» **Your objective**
Pick out each line in the listing below that contains the word "night". Uppercase and lowercase count as different.

» **Data records**
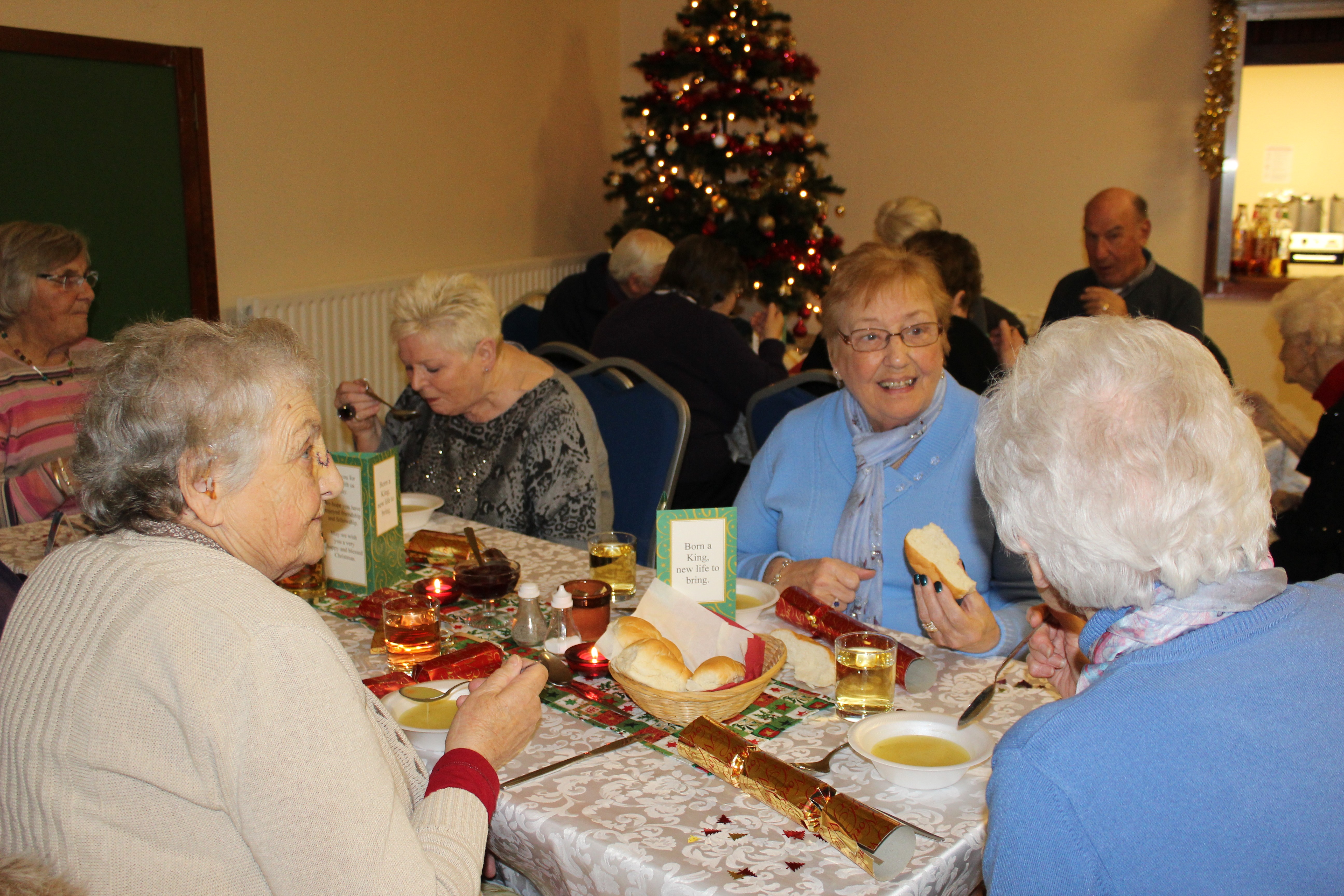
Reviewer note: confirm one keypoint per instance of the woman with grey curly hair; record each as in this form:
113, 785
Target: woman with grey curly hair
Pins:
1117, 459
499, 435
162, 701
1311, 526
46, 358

* * *

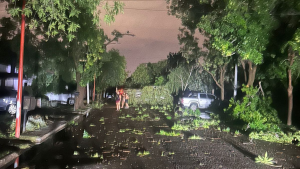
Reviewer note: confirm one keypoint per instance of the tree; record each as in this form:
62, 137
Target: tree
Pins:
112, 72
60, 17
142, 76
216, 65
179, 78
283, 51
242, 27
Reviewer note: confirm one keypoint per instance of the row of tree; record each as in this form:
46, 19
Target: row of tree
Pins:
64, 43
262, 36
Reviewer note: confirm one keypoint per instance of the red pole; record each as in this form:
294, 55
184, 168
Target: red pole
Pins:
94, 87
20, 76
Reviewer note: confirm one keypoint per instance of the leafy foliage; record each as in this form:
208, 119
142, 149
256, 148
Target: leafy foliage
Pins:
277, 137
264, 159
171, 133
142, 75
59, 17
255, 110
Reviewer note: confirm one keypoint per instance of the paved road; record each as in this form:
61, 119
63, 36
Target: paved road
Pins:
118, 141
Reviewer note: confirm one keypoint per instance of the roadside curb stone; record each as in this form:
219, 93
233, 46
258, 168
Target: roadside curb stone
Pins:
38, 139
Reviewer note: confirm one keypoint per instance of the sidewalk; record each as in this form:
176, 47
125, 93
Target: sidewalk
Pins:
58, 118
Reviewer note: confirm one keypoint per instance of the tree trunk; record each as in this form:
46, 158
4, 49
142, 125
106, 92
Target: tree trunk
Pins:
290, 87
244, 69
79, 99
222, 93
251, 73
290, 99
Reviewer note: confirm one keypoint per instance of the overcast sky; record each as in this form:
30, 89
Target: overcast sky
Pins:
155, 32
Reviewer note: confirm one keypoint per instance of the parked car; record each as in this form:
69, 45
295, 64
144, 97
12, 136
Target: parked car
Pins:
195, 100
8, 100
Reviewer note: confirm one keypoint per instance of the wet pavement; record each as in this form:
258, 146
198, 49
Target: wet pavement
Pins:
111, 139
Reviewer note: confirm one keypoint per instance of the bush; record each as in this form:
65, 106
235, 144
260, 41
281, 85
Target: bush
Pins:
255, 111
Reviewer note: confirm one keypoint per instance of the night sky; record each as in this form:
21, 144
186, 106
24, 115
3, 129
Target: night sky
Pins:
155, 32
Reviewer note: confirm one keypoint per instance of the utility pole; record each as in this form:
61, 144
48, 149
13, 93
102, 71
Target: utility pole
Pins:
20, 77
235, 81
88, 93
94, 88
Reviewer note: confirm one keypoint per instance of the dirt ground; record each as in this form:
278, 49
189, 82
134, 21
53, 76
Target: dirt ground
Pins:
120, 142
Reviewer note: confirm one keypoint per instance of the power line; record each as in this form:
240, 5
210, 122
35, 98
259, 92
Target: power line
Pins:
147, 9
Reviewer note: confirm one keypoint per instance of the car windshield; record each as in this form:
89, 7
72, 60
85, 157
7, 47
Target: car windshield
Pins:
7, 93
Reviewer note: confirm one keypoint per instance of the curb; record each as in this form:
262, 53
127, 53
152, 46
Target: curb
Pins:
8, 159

» **Exercise result**
Reviewer note: confirm one keypoint per instance of the night sky; record each as in this form:
Target: night sky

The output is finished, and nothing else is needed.